Return every line of the records below verbatim, omitting the pictures.

[Start]

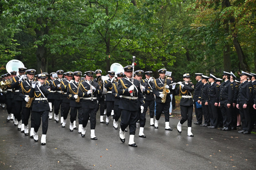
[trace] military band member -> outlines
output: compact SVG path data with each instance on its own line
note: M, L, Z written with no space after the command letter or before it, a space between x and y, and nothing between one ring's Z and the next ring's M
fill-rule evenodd
M66 73L66 79L63 80L63 83L66 88L63 90L63 122L61 125L61 127L62 128L65 127L66 126L66 124L67 123L67 118L68 117L68 115L69 110L70 109L70 99L68 98L68 95L67 94L67 91L68 84L73 81L72 80L72 78L73 78L73 72L71 71L67 72Z
M209 77L204 75L202 75L202 82L203 86L202 87L201 94L198 97L198 102L202 105L202 109L203 111L203 115L204 119L204 123L200 125L203 127L207 127L210 125L210 114L208 108L207 93L210 87L210 84L207 83Z
M197 121L194 123L195 125L201 125L203 121L203 111L202 107L197 108L196 102L198 100L198 97L200 94L200 92L203 86L203 83L202 82L202 73L195 73L196 80L197 81L195 86L194 94L193 95L193 100L194 101L194 106L195 107L195 112L196 112L196 116Z
M104 87L107 90L107 93L106 94L106 104L107 106L107 113L106 117L106 124L108 125L111 112L114 108L114 99L112 96L112 84L115 80L115 72L109 71L108 75L109 79L105 80Z
M99 84L92 80L94 72L88 71L85 72L86 80L82 82L78 91L78 97L83 97L83 127L81 135L84 137L86 127L90 119L91 139L97 140L95 129L96 125L96 113L98 109L97 96L101 95Z
M46 137L48 129L48 121L50 106L47 101L47 95L50 93L50 87L45 84L46 75L38 74L39 82L32 83L32 88L29 92L29 97L34 98L32 107L32 114L34 121L34 140L38 140L38 130L41 124L42 117L42 134L41 144L46 144Z
M170 109L170 102L171 102L171 96L169 94L167 94L166 96L165 103L162 102L162 99L164 97L163 94L163 89L164 85L166 76L165 73L166 69L162 68L158 70L160 77L155 79L154 83L153 85L153 92L156 95L156 121L155 121L155 128L158 128L158 120L160 119L161 114L162 112L164 113L164 117L165 119L165 130L167 131L172 131L172 129L169 126L169 109ZM171 84L171 80L167 79L166 84L165 85L165 88L169 89L170 92L172 91L174 88L173 88L172 86L170 86Z
M97 79L98 77L99 77L99 76L101 76L101 74L102 72L101 70L96 70L95 71L95 74L96 75L96 78L94 79L93 81L94 81L95 82L97 82ZM104 83L102 82L102 86L100 87L100 88L101 88L102 90L103 88L103 84ZM97 98L98 98L97 100L98 101L98 108L97 111L98 112L99 109L100 109L100 122L101 123L105 123L105 121L104 121L104 120L103 120L103 115L104 115L104 110L106 107L105 103L105 94L102 94L101 96L98 96Z
M149 115L150 117L150 125L151 126L154 126L154 115L155 110L155 96L153 92L152 88L154 79L151 77L152 71L146 71L145 72L145 74L146 79L144 79L144 80L145 80L145 82L148 84L148 90L150 91L150 93L149 95L146 96L143 112L146 113L148 111L148 107L149 108Z
M117 130L118 125L118 119L121 116L121 109L118 107L120 103L120 100L122 97L122 96L120 96L118 94L118 91L117 91L117 82L118 80L123 78L124 73L122 72L118 72L116 73L116 76L117 76L117 81L113 82L113 87L112 88L112 96L114 97L114 115L113 116L114 119L113 122L113 127L116 130Z
M222 79L224 82L221 84L220 87L219 106L220 107L224 126L220 130L225 131L231 130L231 104L233 104L234 87L229 80L230 75L229 72L223 72Z
M249 106L252 102L252 86L247 80L248 76L251 76L251 74L243 71L240 74L242 82L238 87L236 104L236 107L239 109L242 126L242 130L238 131L238 133L244 135L250 134L252 129Z
M63 83L62 76L64 71L63 70L58 70L56 73L58 74L58 78L54 80L52 82L52 90L55 91L54 93L54 119L56 123L59 123L59 110L60 108L60 123L62 123L63 119L63 90L66 88L67 86ZM60 106L61 105L61 107Z
M75 80L70 82L68 84L68 87L67 91L67 95L69 98L70 99L70 118L69 129L71 132L72 132L75 126L76 120L77 111L78 112L78 133L82 132L82 127L83 125L83 107L82 106L82 98L80 98L78 96L78 87L79 86L79 83L81 83L80 79L82 76L82 72L77 71L73 73ZM78 89L79 90L79 89ZM77 102L77 99L80 98L79 102Z
M22 116L21 113L23 100L18 95L18 93L20 91L20 88L22 80L26 77L24 74L25 70L27 68L19 67L18 68L19 69L19 75L13 78L13 81L12 83L11 87L12 89L12 91L14 93L13 99L13 101L14 101L14 106L15 106L14 109L14 115L15 119L16 119L18 121L18 129L19 131L21 131L22 132L24 132L24 124L22 123L22 121L23 115ZM15 122L14 122L14 124L15 123Z
M132 66L124 67L126 77L119 79L117 85L117 91L120 96L122 96L119 108L121 109L121 123L119 136L123 143L125 142L125 130L129 126L130 138L129 146L137 147L134 142L136 131L136 121L138 116L138 111L140 107L143 110L144 107L141 101L144 98L141 91L139 90L140 84L137 80L133 80L132 84Z
M29 108L26 107L27 102L28 102L30 99L29 93L30 91L30 89L32 86L32 82L34 79L34 76L36 72L36 70L34 69L29 69L26 70L27 73L28 80L23 81L21 83L21 88L18 93L18 95L23 101L22 104L22 113L23 115L23 122L24 124L24 133L25 136L28 135L28 120L32 109L32 104L31 103L31 106ZM30 137L34 135L34 122L33 115L31 114L31 129Z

[End]

▶ **Task response**:
[trace] military band member -> outlines
output: compact SVG path data with each instance on its own line
note: M, L, Z written with no space after the command letter or before it, a space between x and y, and nothing between one ring's Z and the next ring's M
fill-rule evenodd
M66 73L66 79L63 80L63 83L66 88L63 90L63 122L61 125L61 127L62 128L65 127L66 126L66 124L67 123L67 118L68 117L68 115L69 110L70 109L70 99L68 98L68 95L67 94L67 91L68 84L73 81L72 80L72 78L73 78L73 72L71 71L67 72Z
M209 77L204 75L202 75L202 82L203 86L202 87L201 94L198 97L198 102L202 105L202 109L203 111L203 115L204 119L204 123L200 125L203 127L207 127L210 125L210 114L208 108L207 93L210 87L210 84L207 83Z
M197 121L194 123L195 125L201 125L203 121L203 111L202 107L197 108L196 102L198 100L198 97L200 94L200 92L203 86L203 83L202 82L202 73L195 73L196 80L197 81L195 86L194 94L193 95L193 100L194 101L194 106L195 107L195 112L196 112L196 116Z
M104 87L107 90L107 93L106 94L106 104L107 106L107 113L106 117L106 124L108 125L111 112L114 108L114 99L112 96L112 84L115 80L115 72L109 71L108 75L109 79L105 80Z
M99 84L92 80L94 72L88 71L85 72L86 80L82 82L78 91L78 97L83 97L83 127L81 135L84 137L86 127L90 119L91 139L97 140L95 129L96 125L96 113L98 109L97 96L101 95Z
M46 137L48 129L48 121L50 106L47 101L47 95L50 93L50 87L45 84L46 75L38 74L39 82L32 83L32 88L29 92L29 97L34 98L32 107L32 114L34 121L34 140L38 140L38 130L41 124L42 117L42 134L41 144L46 144Z
M170 109L170 102L171 102L171 96L169 94L167 94L166 96L165 103L162 102L162 99L164 97L163 94L163 89L164 85L166 76L165 73L166 69L162 68L158 70L160 77L155 79L154 83L153 85L153 92L156 95L156 121L155 121L155 128L158 128L158 120L160 119L161 114L162 112L164 113L164 117L165 119L165 130L167 131L172 131L172 129L169 126L169 109ZM171 84L171 80L167 79L166 84L165 85L165 88L169 89L170 92L172 91L174 88L173 88L172 86L170 86Z
M97 79L98 77L99 77L99 76L101 76L101 74L102 72L101 70L96 70L95 71L95 74L96 75L96 78L94 79L93 81L94 81L95 82L97 82ZM104 83L102 82L102 86L100 87L100 88L101 88L102 90L103 88L103 84ZM97 98L98 98L97 100L98 101L98 108L97 111L98 112L99 109L100 109L100 122L101 123L105 123L105 121L104 121L104 120L103 120L103 115L104 115L104 110L106 107L105 103L105 94L102 94L101 96L98 96Z
M149 115L150 117L150 125L151 126L154 126L154 115L155 110L155 96L153 92L152 88L154 79L151 77L152 71L146 71L145 72L145 74L146 79L144 79L144 80L145 80L145 82L148 84L148 90L150 91L150 93L149 95L146 96L143 112L146 113L148 111L148 107L149 108Z
M117 130L118 125L118 119L121 116L121 109L118 107L120 103L120 100L122 97L122 96L120 96L118 94L118 91L117 91L117 82L118 80L123 78L124 73L122 72L118 72L116 73L116 76L117 76L117 81L113 82L113 87L112 88L112 96L114 97L114 115L113 116L114 119L113 122L113 127L116 130Z
M222 79L224 82L221 84L220 87L219 106L220 107L224 126L220 130L225 131L231 130L231 104L233 104L234 87L229 80L230 75L229 72L223 72Z
M249 106L252 102L252 86L247 80L248 76L251 76L251 74L243 71L240 74L242 82L238 87L236 104L236 107L239 109L242 126L242 130L238 131L238 133L244 135L250 134L252 129Z
M63 83L62 76L64 71L63 70L58 70L56 73L58 74L58 78L54 80L52 82L52 90L55 91L54 93L54 119L56 123L59 123L59 110L60 108L60 123L62 123L63 119L63 90L66 88L67 86ZM60 106L61 105L61 107Z
M75 80L70 82L68 84L68 87L67 91L67 95L69 98L70 99L70 118L69 129L71 132L72 132L75 126L76 120L77 111L78 112L78 133L82 132L82 127L83 125L83 107L82 106L82 98L80 98L78 96L78 87L79 86L79 83L81 83L80 79L82 76L82 72L77 71L73 73ZM78 89L79 90L79 89ZM77 102L77 99L80 98L79 102Z
M22 116L21 113L23 100L18 95L18 93L20 91L20 88L22 80L26 77L24 74L25 70L27 68L19 67L18 68L19 69L19 75L13 78L13 81L12 83L11 87L12 89L12 91L14 93L13 99L13 101L14 101L14 106L15 106L14 109L14 115L15 119L16 119L18 121L18 129L19 131L21 131L22 132L24 132L24 124L22 123L22 121L23 115ZM15 122L14 122L14 124L15 123Z
M132 66L124 67L126 77L119 79L117 85L117 91L120 96L122 96L119 108L121 109L121 123L119 136L123 143L125 142L125 130L129 126L130 138L129 146L137 147L134 142L136 131L136 121L138 116L138 111L140 107L143 110L144 107L141 101L144 98L141 91L139 90L140 84L137 80L133 80L132 84Z
M29 108L26 107L27 102L28 102L30 99L29 93L30 91L30 89L32 86L32 82L34 79L34 76L36 72L36 70L34 69L29 69L26 70L27 73L28 80L23 81L21 83L21 88L18 93L18 95L23 101L22 104L22 113L23 115L23 122L24 124L24 133L25 136L28 135L28 120L32 109L32 104L31 103L31 106ZM30 137L34 135L34 122L33 115L31 114L31 129Z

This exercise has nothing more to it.